─── Data entries ───

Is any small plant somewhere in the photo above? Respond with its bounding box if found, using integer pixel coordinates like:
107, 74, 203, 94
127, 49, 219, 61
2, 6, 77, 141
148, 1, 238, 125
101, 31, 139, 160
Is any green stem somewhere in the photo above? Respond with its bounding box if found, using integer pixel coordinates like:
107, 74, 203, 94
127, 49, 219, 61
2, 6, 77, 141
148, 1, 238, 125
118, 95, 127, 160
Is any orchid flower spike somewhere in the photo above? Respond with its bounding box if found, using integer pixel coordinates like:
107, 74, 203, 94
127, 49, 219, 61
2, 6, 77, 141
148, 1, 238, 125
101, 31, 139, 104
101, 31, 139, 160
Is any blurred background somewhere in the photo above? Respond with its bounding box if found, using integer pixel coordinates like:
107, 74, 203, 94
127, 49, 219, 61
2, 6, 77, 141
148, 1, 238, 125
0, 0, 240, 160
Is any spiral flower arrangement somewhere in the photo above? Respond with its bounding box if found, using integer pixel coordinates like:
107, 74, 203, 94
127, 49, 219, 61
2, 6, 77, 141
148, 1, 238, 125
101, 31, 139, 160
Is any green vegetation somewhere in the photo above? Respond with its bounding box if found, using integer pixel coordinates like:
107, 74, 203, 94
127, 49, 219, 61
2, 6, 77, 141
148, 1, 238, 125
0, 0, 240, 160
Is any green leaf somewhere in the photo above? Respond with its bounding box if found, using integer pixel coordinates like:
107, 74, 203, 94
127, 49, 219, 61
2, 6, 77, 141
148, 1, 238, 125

───

Your instructions
Recast these records as a numbered list, leaving out any blank lines.

Response to this exercise
1. Is any small plant somewhere in the photo above? Respond with its bounding box if found, using integer pixel coordinates like:
2. 107, 74, 203, 94
3. 127, 49, 219, 61
4. 2, 6, 77, 141
5. 148, 1, 238, 125
6. 101, 31, 139, 160
7. Is any green stem somewhere in the photo above? Respond with its bounding box if found, using integer pixel coordinates like:
8. 107, 74, 203, 94
9. 127, 49, 219, 61
10. 2, 6, 77, 141
11. 148, 1, 238, 125
12. 118, 95, 127, 160
13. Is any orchid flower spike somewhere in the photo above? Respond with its bounding box if found, using integer pixel coordinates like:
14. 107, 74, 203, 94
15. 127, 49, 219, 61
16. 2, 6, 77, 141
17. 148, 1, 238, 125
18. 101, 31, 139, 104
19. 101, 31, 139, 160
20. Is any blurred background somewhere in the photo above? Respond with its bounding box if found, using integer pixel coordinates like:
21. 107, 74, 203, 94
22. 127, 49, 219, 61
23. 2, 6, 77, 141
24. 148, 1, 238, 125
25. 0, 0, 240, 160
26. Is any spiral flower arrangement somewhere in the photo above? Respond with its bounding box if found, using integer pixel coordinates like:
27. 107, 74, 203, 94
28. 127, 49, 219, 61
29. 2, 6, 77, 141
30. 148, 1, 238, 125
31. 101, 31, 139, 160
32. Is any green vegetation somewhere in the photo above? Respond with its bounding box if found, using integer pixel coordinates like:
33. 107, 74, 203, 94
34. 127, 49, 219, 61
35. 2, 6, 77, 141
36. 148, 1, 238, 125
37. 0, 0, 240, 160
38. Is any green leaf somewhere in the photo above? Respond with its bounding box if found, using integer pixel coordinates like:
39. 107, 74, 203, 94
40. 127, 49, 219, 61
41. 2, 6, 77, 141
42. 148, 1, 238, 125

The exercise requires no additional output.